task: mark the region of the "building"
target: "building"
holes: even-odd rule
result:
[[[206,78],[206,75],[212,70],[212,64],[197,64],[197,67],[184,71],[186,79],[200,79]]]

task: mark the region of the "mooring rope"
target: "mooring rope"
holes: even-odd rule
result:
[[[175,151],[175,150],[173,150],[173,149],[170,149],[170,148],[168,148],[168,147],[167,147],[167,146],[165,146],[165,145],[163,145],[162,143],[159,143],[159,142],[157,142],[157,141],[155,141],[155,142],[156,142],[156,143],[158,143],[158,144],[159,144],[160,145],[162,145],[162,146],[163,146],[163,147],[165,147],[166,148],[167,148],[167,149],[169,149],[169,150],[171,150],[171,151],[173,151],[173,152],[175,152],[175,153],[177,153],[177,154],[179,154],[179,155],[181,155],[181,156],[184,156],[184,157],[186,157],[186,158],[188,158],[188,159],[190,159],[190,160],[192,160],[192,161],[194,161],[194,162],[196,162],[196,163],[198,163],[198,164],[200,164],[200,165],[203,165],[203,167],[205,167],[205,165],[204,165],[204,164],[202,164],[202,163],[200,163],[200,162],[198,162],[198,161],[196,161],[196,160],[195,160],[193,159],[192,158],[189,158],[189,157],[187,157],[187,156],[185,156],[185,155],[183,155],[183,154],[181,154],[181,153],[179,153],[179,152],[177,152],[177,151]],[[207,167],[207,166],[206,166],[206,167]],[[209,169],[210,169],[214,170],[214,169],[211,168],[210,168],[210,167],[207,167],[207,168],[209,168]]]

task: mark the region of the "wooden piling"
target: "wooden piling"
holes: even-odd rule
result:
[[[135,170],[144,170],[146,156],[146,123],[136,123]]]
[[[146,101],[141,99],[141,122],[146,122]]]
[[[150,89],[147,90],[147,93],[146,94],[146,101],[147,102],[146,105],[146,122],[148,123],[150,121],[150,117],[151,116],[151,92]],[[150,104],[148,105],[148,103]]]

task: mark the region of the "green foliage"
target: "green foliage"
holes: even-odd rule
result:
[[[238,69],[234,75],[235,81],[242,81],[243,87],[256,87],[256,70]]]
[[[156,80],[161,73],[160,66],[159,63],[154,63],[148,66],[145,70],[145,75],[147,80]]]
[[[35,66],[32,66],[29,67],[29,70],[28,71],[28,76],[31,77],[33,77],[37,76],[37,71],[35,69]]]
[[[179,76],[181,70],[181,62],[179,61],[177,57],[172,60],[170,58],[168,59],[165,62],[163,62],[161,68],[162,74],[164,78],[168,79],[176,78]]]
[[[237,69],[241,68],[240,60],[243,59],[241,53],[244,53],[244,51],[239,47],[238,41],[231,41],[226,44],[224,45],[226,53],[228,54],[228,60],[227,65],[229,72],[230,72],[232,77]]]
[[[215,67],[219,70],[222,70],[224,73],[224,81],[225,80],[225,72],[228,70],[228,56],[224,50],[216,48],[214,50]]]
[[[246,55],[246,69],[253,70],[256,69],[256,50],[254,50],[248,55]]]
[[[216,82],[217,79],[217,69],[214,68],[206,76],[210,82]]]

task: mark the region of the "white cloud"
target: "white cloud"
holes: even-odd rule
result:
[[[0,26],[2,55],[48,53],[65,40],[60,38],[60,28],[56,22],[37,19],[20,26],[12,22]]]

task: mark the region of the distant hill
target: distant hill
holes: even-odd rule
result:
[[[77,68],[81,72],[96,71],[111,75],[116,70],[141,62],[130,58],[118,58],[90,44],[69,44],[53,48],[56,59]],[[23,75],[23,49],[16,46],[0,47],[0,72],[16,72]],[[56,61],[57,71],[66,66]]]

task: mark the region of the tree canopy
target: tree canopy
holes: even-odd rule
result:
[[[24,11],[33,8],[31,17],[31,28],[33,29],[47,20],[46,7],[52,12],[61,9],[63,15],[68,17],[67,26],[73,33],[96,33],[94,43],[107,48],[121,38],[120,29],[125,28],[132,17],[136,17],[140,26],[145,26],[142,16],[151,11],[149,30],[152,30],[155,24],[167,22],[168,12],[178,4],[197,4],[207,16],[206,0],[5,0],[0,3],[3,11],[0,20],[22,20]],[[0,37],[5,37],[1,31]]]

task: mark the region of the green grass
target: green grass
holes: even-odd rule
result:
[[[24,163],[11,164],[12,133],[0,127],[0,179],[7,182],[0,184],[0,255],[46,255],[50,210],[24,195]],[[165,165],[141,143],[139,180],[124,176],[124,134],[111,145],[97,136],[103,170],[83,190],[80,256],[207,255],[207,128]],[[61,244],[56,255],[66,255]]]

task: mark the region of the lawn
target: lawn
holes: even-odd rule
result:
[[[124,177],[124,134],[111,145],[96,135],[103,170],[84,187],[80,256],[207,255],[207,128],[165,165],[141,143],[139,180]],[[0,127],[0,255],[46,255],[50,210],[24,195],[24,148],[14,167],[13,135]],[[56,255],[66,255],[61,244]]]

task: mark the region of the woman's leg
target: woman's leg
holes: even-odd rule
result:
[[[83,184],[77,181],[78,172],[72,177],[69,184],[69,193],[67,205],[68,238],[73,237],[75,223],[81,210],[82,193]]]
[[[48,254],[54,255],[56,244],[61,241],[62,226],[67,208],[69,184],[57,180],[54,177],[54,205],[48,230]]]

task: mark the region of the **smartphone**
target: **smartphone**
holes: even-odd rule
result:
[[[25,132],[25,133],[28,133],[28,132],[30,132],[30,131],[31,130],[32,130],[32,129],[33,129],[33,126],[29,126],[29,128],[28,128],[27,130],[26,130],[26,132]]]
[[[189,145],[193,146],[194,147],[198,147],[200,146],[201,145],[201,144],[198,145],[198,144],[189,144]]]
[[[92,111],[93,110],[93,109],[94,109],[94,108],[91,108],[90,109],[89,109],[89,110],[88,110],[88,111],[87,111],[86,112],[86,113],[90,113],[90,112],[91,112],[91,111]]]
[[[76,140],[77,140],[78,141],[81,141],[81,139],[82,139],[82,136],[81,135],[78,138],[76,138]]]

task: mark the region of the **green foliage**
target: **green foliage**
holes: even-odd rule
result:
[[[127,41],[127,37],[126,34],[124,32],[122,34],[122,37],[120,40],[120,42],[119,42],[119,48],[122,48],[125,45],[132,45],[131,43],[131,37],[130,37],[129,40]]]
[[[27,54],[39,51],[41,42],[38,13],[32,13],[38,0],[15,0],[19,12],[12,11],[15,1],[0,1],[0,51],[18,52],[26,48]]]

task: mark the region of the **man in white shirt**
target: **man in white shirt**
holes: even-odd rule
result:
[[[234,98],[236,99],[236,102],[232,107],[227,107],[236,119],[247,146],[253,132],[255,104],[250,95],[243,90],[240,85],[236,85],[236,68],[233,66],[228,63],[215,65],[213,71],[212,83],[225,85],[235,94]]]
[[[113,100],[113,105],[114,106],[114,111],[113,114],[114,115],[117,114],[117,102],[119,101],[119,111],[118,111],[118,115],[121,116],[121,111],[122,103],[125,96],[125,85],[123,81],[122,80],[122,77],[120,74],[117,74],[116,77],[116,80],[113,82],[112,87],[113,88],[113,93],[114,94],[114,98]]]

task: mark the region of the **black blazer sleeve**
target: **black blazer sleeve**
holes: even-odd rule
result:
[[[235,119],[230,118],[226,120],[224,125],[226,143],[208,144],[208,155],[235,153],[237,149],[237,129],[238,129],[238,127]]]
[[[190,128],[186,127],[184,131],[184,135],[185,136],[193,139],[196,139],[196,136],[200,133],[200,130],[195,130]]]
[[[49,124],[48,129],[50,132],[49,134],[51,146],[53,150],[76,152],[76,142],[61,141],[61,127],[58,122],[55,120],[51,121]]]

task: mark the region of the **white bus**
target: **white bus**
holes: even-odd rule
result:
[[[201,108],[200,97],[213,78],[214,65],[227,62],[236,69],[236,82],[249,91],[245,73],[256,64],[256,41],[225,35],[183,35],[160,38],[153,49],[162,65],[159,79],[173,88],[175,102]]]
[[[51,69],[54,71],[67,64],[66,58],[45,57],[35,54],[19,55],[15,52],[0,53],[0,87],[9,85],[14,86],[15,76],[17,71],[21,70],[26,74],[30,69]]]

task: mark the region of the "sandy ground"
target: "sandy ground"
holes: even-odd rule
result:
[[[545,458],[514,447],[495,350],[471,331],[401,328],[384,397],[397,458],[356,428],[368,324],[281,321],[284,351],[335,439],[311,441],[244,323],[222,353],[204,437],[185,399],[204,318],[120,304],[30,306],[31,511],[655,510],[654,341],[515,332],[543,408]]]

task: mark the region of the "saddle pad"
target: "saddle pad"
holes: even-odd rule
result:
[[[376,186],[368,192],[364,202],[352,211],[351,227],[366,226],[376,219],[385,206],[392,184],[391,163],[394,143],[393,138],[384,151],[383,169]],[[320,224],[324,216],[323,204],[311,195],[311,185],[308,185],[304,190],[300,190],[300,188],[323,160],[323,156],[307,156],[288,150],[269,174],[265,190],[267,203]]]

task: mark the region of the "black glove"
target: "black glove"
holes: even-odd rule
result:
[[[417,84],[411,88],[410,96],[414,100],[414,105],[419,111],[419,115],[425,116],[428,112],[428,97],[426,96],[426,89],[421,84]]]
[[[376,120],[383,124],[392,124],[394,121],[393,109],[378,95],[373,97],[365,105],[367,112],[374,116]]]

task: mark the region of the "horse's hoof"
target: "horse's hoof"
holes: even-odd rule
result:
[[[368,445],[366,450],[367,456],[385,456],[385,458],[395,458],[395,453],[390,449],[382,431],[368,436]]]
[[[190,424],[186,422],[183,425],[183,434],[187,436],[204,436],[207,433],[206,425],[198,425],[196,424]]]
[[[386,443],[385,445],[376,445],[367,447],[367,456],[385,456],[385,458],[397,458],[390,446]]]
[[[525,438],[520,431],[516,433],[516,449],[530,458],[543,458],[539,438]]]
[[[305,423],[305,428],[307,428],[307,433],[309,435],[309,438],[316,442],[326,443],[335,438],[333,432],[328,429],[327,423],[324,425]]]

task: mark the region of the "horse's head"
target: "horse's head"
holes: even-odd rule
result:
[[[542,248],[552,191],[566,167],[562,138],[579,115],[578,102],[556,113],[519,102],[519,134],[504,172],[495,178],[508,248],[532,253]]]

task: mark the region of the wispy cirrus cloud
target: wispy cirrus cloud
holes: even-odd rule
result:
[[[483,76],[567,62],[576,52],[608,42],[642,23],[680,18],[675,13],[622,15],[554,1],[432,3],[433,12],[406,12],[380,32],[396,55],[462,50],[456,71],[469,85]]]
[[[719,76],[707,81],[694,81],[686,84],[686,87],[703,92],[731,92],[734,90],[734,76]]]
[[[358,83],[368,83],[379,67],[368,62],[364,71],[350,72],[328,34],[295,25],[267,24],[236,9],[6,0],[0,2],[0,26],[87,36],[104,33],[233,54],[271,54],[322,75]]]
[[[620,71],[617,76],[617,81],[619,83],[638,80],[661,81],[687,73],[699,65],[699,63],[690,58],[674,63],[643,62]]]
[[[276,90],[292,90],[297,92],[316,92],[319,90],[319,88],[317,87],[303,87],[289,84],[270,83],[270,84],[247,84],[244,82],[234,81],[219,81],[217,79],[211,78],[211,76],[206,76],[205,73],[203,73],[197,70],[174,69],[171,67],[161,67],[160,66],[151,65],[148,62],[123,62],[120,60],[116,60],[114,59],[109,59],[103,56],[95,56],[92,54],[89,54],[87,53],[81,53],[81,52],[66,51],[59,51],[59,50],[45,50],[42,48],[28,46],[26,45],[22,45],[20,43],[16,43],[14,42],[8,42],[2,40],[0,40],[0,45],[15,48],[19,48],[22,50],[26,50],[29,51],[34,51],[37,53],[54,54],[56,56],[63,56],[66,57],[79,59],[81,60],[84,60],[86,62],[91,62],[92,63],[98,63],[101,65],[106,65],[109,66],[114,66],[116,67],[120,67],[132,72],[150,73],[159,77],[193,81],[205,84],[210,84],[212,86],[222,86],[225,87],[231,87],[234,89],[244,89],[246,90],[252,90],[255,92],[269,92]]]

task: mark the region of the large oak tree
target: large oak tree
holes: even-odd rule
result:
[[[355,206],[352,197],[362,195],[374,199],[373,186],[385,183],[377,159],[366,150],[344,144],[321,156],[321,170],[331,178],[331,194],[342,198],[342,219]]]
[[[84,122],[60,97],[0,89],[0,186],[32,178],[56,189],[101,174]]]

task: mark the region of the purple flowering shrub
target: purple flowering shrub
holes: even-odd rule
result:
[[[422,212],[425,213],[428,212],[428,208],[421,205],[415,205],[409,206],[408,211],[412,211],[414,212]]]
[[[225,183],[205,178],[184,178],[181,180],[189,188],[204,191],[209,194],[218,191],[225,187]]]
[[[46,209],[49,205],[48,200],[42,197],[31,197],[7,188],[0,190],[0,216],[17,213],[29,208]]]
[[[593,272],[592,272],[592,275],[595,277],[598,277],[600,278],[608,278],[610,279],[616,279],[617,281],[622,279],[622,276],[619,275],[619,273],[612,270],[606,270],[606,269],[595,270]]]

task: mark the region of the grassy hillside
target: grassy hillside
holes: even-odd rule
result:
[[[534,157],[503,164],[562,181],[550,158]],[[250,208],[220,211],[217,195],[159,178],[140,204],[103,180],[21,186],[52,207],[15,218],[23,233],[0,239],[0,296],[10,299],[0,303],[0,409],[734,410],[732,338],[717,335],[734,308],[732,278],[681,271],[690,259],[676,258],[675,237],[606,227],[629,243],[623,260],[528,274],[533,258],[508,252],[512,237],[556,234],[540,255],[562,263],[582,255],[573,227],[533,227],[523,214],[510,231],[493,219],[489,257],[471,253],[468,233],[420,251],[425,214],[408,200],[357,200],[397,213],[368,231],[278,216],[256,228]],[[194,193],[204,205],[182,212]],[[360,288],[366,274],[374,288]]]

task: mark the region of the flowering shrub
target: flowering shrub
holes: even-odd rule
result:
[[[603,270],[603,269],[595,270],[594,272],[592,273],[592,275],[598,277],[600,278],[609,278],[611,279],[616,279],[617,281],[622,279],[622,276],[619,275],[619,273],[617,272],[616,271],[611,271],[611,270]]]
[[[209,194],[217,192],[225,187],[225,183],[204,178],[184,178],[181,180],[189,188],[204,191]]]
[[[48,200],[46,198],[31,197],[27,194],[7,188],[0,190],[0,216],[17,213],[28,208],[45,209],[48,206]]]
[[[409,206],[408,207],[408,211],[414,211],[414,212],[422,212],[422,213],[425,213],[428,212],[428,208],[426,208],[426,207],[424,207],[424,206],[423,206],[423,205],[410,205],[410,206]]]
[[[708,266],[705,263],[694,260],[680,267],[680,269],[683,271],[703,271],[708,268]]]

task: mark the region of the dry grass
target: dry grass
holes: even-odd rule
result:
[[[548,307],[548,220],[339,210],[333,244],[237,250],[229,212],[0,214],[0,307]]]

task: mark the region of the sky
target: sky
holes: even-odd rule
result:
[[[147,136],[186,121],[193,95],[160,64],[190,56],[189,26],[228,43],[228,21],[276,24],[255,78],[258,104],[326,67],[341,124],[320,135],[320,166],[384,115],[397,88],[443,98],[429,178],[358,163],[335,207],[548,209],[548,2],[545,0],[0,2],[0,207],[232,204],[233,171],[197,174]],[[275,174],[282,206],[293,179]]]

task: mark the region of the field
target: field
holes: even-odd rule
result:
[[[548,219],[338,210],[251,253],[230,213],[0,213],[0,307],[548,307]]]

Written request: Retype only the lines running from the line with "task: mark the region of the sky" to the end of the listing, including both of those lines.

The answer:
task: mark the region of the sky
target: sky
holes: even-odd rule
result:
[[[147,136],[186,121],[193,95],[160,64],[190,56],[189,26],[228,43],[228,21],[276,24],[255,78],[258,104],[326,67],[341,124],[320,135],[320,166],[384,115],[397,88],[443,98],[429,178],[358,163],[335,207],[548,209],[548,2],[545,0],[0,2],[0,207],[232,204],[233,171],[197,174]],[[275,174],[282,206],[293,179]]]

task: mark the region of the field
target: field
holes: even-odd rule
result:
[[[548,219],[338,210],[251,253],[230,213],[0,213],[0,307],[548,307]]]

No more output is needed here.